Through all the games played in frigid temperatures, in a near-empty stadium in April, with a roster that kept changing like a car's odometer, the Triple-A Ottawa Lynx never reached for excuses.
Their only interest was reaching the International League playoffs for the first time since winning the 1995 Governors Cup.
They've made it, clinching the wild card with Saturday's 6-3 win over Buffalo. Matt Riley struck out eight over 6 1/3 innings, Geronimo Gil hit his first home run since the Orioles sent him down and Darwin Cubillan registered his 20th save.
Ottawa will face Pawtucket, the Boston Red Sox's top affiliate, Wednesday in the opening game.
The Lynx ran off a franchise-record 10 consecutive wins, a streak that ended with Friday's 6-4 loss to Buffalo. They still had a shot at winning the North Division until Pawtucket clinched first place that same night.
Given all the adversity this season, including a 5-11 start, Ottawa gladly will settle for the wild card. Just making the playoffs is quite an achievement, considering that this is the Lynx's first season with the Orioles. The Rochester Red Wings bailed after 42 years and five straight losing seasons, including a 55-89 record and last-place finish in 2002.
Injuries and promotions to the major league roster forced the Lynx into 123 player transactions this season, their first with Gary Allenson as manager.
Outfielder Darnell McDonald, the organization's Minor League Player of the Year in 2002, underwent season-ending shoulder surgery. Catcher Izzy Molina appeared in only three games before having bone chips removed from his elbow.
Shortstop Felix Escalona lasted nine after the Orioles claimed him off waivers from the Tampa Bay Devil Rays, because of surgery on his right knee. Infielder Eddy Garabito's pulled hamstring won't allow him to return, either.
Closer Mike Garcia left the team twice to pitch in Mexico. Starter Rigo Beltran departed so he could pitch for Mexico in the Pan American Games.
In less than a week, the Orioles siphoned first baseman Carlos Mendez, infielder Brian Roberts and center fielder Luis Matos off the roster. Mendez was leading the league in hitting.
"That can put a little crimp in your style," Allenson said.
Tim Raines Jr. moved up from the Double-A Bowie Baysox to play center, and the Orioles eventually took him, too. His replacement, Ruben Rivera, was hitting .195 at Bowie but entered yesterday batting .400 with two homers in 12 games with the Lynx.
"Ruben's here," Allenson said, "and we haven't missed a beat."
# # # # #
**What is needed**
Write out the stretch of the article on the Ottawa Lynx from "Through all the" through "1995 Governors Cup.", copying it word for word. The data that comes next was drawn from a separate source.

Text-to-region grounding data
# # # # #
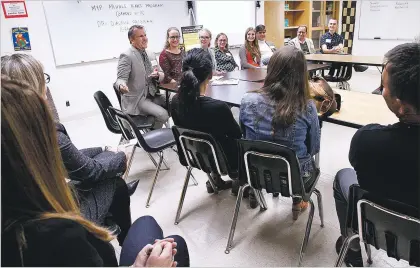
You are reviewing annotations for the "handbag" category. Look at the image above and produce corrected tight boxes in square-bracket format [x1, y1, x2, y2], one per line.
[309, 76, 341, 117]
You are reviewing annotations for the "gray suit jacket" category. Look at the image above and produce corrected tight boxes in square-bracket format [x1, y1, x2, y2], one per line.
[114, 46, 164, 115]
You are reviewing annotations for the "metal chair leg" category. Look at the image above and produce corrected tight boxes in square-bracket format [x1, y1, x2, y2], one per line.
[225, 184, 249, 254]
[334, 234, 359, 267]
[146, 152, 163, 208]
[364, 243, 373, 264]
[298, 198, 315, 267]
[254, 189, 268, 210]
[207, 173, 219, 194]
[175, 167, 192, 225]
[123, 145, 137, 180]
[313, 188, 324, 227]
[187, 171, 198, 186]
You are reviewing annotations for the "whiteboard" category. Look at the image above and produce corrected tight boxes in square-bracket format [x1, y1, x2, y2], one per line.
# # # # #
**Output of the task**
Through all the games played in frigid temperatures, in a near-empty stadium in April, with a roster that kept changing like a car's odometer, the Triple-A Ottawa Lynx never reached for excuses.
Their only interest was reaching the International League playoffs for the first time since winning the 1995 Governors Cup.